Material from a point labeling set
::::::::::

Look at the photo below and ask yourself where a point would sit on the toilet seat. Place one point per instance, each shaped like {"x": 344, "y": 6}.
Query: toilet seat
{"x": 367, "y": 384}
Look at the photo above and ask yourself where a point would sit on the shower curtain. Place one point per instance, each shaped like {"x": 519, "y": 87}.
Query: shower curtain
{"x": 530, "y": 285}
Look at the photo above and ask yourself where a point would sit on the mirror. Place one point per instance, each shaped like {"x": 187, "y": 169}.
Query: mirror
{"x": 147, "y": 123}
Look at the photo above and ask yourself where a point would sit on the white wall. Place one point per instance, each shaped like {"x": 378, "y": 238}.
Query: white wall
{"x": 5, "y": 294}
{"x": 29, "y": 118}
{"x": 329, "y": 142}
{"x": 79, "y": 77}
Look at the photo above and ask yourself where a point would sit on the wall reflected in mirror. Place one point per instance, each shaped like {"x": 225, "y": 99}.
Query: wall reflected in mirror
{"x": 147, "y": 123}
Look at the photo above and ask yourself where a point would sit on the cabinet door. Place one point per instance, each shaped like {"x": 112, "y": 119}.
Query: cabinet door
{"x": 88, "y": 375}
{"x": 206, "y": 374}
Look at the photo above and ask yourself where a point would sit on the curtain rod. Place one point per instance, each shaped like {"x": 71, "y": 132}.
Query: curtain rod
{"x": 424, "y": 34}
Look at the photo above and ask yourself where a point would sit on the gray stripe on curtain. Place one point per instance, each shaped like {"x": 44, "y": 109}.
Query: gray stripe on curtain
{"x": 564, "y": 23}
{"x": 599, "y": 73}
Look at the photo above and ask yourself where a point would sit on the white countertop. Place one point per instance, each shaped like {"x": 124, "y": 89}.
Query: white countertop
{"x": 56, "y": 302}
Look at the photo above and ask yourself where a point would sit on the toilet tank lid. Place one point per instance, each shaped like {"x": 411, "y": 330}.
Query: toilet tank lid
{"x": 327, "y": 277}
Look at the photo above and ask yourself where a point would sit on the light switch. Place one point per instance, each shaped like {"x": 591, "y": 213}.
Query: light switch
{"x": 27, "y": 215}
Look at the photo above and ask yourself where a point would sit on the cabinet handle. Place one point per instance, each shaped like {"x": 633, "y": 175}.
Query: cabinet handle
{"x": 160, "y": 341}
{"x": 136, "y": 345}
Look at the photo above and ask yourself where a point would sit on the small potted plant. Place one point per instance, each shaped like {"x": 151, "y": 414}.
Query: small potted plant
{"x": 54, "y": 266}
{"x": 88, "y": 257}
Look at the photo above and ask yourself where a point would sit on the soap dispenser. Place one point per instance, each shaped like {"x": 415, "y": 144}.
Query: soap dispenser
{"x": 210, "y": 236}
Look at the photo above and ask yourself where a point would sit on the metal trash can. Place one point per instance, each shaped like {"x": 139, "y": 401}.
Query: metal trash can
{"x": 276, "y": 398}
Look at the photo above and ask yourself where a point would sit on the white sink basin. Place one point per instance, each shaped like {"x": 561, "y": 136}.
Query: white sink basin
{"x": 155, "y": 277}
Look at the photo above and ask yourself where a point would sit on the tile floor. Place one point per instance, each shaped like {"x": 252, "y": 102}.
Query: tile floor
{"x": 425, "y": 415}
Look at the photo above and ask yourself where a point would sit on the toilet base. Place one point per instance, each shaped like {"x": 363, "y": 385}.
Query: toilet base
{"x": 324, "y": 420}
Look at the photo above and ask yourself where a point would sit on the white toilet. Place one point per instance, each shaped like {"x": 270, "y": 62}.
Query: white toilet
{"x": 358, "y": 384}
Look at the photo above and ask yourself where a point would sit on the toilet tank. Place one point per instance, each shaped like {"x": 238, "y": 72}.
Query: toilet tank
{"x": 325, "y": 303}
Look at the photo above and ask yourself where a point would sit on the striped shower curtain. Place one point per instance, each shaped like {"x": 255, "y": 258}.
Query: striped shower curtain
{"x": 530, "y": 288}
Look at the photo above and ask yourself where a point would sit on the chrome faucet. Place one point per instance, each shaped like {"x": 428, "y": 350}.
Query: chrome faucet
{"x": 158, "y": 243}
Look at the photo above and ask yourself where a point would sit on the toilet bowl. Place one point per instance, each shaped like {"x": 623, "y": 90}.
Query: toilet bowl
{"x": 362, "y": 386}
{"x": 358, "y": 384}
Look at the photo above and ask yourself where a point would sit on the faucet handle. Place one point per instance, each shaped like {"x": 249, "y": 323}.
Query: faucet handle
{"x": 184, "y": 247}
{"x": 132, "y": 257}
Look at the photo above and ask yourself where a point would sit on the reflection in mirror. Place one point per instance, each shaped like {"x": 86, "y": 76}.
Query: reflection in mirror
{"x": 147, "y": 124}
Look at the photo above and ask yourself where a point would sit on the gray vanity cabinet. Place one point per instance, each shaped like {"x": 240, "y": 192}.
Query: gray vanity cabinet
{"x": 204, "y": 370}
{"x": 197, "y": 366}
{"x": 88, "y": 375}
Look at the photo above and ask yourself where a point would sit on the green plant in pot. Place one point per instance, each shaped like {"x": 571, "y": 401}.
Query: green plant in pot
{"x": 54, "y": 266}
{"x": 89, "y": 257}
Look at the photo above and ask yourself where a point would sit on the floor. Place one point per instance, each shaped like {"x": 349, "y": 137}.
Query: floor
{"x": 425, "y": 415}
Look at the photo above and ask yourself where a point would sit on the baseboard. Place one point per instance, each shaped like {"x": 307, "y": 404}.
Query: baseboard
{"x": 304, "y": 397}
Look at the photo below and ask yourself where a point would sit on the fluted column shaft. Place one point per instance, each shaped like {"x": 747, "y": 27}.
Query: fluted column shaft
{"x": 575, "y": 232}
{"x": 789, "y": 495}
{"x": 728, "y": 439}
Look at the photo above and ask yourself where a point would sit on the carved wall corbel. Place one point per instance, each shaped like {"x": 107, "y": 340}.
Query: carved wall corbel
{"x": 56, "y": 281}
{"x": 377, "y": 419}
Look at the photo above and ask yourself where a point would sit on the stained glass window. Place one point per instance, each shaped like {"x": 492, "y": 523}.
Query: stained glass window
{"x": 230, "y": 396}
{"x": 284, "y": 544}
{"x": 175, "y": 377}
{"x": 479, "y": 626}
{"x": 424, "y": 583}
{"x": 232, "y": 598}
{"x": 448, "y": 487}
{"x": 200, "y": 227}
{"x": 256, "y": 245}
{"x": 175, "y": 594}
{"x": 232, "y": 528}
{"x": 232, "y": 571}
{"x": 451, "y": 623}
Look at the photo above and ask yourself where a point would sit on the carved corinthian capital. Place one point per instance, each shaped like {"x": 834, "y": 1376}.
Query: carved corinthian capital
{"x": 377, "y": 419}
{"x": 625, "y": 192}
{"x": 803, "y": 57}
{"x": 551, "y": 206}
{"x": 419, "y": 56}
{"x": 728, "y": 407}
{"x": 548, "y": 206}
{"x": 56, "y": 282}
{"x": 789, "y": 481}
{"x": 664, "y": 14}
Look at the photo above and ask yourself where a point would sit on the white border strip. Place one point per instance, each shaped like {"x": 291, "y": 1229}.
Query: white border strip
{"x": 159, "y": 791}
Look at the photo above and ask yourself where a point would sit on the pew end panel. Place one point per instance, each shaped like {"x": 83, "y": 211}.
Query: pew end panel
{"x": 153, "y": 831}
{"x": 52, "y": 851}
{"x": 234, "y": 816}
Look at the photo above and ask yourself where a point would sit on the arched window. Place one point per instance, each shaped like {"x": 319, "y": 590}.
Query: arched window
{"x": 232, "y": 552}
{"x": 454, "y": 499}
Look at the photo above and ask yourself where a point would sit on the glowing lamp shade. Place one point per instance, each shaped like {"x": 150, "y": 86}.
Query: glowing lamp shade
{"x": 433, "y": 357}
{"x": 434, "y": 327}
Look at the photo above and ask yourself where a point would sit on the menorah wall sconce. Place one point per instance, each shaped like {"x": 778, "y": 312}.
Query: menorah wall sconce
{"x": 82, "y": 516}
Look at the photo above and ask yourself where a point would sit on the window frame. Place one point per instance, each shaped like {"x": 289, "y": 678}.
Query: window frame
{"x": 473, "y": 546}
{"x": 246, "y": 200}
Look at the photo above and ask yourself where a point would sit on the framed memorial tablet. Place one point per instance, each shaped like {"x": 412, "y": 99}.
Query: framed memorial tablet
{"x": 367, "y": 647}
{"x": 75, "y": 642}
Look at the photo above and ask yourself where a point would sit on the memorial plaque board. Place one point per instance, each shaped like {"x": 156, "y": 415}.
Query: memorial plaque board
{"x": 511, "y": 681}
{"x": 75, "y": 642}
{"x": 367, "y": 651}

::::::::::

> _What you are asked to do_:
Set out the material as a Markdown table with the columns "Row" and "Text", starting with the line containing "on the memorial" and running through the end of the material. Number each line in "Row", put the line itself in "Text", and omit any blank lines.

> _Exercise output_:
| Row | Text |
|---|---|
| 1 | Look at the photo above and ask yourself where a point would sit on the memorial plaque board. Place one point per instance, each shaped like {"x": 156, "y": 415}. |
| 2 | Query: memorial plaque board |
| 3 | {"x": 511, "y": 681} |
| 4 | {"x": 75, "y": 642} |
| 5 | {"x": 367, "y": 651} |